[Material for this task]
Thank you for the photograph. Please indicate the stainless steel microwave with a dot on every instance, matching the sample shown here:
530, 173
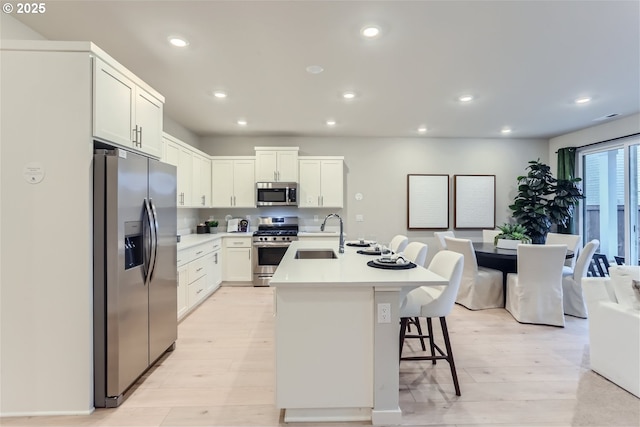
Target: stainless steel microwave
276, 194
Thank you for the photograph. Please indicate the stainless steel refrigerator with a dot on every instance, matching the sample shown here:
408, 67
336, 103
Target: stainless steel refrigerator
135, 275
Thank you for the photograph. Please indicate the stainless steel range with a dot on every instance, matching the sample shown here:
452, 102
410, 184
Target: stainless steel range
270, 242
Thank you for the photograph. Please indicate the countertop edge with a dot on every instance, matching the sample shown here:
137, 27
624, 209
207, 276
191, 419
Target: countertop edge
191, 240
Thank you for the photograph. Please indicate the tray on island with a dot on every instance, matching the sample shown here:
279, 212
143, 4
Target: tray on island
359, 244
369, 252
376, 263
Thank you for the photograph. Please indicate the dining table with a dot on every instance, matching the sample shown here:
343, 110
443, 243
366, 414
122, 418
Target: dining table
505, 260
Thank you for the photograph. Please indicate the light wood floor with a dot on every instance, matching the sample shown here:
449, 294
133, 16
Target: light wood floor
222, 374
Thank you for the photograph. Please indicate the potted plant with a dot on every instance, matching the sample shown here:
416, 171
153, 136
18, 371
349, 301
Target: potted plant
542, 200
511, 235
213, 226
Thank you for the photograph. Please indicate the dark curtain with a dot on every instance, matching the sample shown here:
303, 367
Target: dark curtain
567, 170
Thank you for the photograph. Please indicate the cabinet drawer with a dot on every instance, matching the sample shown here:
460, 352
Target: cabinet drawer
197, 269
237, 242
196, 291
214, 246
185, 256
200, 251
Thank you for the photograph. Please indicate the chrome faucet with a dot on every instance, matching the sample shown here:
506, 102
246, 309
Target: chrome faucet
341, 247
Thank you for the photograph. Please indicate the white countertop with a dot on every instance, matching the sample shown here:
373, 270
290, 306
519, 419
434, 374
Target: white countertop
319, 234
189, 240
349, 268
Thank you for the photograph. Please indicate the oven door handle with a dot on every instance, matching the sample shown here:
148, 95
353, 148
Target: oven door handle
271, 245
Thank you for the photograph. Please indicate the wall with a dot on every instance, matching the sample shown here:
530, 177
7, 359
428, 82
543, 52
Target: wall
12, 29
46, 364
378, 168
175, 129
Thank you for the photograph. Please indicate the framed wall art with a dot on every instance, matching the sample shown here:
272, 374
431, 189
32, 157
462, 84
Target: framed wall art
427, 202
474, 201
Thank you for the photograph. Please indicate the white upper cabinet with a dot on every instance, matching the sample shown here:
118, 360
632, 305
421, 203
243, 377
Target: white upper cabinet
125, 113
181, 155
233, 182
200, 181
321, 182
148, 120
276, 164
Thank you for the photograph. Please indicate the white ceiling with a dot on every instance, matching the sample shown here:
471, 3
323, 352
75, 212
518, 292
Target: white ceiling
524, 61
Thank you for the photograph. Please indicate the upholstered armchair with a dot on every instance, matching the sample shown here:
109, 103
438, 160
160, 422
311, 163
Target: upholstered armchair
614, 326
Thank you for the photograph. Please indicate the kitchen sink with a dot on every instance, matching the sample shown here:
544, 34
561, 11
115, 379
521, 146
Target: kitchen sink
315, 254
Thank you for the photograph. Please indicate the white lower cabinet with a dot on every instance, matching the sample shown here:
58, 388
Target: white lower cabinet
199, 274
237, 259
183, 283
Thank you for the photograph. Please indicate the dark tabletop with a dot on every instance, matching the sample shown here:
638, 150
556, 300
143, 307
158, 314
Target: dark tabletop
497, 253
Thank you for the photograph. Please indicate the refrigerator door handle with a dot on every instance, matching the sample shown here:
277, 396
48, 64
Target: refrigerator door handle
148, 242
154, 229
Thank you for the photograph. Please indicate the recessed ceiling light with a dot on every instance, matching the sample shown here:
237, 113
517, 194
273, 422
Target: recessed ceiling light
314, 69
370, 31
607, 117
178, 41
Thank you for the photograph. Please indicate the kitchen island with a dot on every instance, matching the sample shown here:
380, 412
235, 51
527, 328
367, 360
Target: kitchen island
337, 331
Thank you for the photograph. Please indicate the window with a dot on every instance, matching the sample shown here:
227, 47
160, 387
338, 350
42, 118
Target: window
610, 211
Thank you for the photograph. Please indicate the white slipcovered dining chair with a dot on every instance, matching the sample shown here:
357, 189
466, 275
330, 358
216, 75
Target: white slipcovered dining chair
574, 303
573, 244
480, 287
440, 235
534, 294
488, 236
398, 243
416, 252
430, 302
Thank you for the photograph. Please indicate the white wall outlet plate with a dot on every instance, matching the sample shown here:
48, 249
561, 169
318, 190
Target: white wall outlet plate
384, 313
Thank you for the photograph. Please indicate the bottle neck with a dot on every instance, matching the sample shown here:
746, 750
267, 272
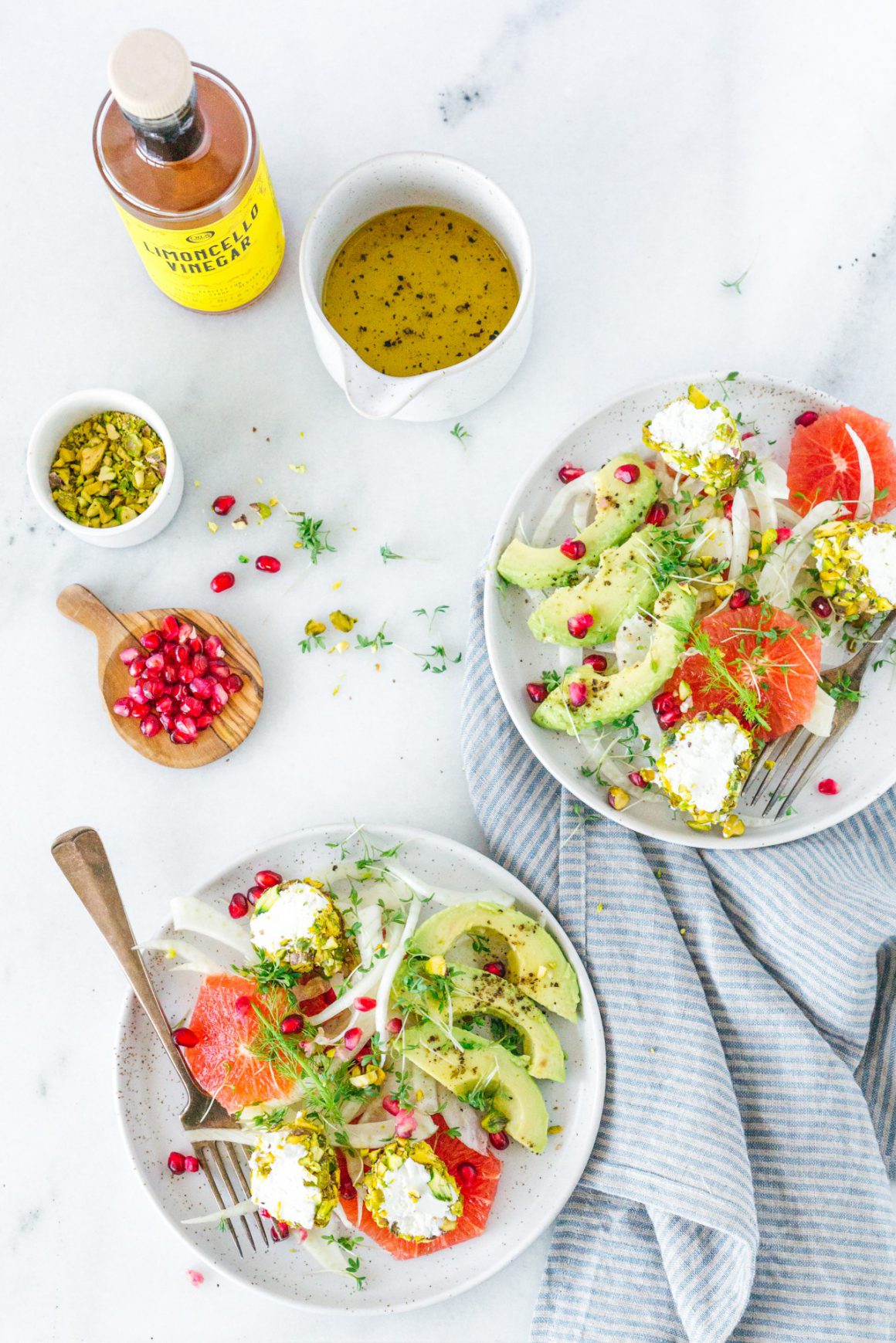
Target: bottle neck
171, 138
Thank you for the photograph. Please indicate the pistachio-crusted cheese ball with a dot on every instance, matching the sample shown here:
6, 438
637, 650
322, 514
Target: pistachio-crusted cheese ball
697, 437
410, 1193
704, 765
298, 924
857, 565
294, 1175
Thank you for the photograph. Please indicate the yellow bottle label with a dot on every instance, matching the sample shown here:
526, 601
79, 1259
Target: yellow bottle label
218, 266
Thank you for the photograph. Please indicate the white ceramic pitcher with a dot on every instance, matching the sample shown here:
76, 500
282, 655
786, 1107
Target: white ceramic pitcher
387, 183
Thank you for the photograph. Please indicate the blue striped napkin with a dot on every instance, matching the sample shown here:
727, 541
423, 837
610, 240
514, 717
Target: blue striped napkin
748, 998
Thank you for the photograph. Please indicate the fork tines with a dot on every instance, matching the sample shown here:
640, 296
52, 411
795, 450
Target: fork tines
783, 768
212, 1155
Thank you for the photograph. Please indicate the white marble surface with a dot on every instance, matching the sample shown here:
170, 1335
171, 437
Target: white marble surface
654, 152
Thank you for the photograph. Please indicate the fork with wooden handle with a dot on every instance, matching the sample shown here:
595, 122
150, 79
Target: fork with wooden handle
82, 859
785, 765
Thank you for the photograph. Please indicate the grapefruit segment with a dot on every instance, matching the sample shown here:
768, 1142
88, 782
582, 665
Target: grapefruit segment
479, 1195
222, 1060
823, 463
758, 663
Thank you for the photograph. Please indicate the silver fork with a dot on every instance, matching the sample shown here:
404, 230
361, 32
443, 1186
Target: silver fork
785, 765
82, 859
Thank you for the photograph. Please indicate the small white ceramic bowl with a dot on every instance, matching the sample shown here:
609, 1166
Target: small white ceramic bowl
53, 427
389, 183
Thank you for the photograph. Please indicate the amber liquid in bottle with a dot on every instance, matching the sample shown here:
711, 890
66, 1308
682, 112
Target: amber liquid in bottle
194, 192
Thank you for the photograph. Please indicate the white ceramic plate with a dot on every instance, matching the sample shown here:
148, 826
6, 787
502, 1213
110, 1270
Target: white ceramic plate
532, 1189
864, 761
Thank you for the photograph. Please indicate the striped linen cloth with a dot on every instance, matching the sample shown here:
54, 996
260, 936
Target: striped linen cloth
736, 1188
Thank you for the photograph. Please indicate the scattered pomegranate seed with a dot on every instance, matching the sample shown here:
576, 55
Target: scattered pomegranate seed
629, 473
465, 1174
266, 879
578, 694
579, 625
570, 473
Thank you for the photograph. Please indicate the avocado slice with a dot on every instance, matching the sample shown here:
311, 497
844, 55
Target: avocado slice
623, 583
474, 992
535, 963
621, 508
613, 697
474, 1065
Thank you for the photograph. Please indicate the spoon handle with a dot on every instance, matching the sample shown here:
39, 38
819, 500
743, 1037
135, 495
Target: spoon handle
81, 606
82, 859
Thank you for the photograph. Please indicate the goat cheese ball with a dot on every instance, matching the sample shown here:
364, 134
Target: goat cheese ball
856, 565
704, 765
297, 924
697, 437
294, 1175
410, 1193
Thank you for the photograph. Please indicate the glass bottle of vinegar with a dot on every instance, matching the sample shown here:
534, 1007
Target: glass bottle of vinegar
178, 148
* * *
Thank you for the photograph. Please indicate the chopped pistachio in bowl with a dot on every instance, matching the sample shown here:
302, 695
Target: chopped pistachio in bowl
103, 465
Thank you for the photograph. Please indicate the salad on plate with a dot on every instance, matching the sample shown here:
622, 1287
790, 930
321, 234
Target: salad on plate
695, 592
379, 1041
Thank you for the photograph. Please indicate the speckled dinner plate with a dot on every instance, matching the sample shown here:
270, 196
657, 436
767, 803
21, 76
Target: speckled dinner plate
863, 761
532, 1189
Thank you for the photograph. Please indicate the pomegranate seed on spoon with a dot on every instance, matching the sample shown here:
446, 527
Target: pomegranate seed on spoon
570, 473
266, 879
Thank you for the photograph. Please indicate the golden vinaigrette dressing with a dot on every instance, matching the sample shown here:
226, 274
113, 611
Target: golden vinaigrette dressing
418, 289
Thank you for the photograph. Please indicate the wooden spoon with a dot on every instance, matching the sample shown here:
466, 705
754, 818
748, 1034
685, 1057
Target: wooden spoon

[Work to complete] Count the lines of the material that contain the string "crusted", matching case exactly, and reply with the number alone.

[Output for this exercise] 2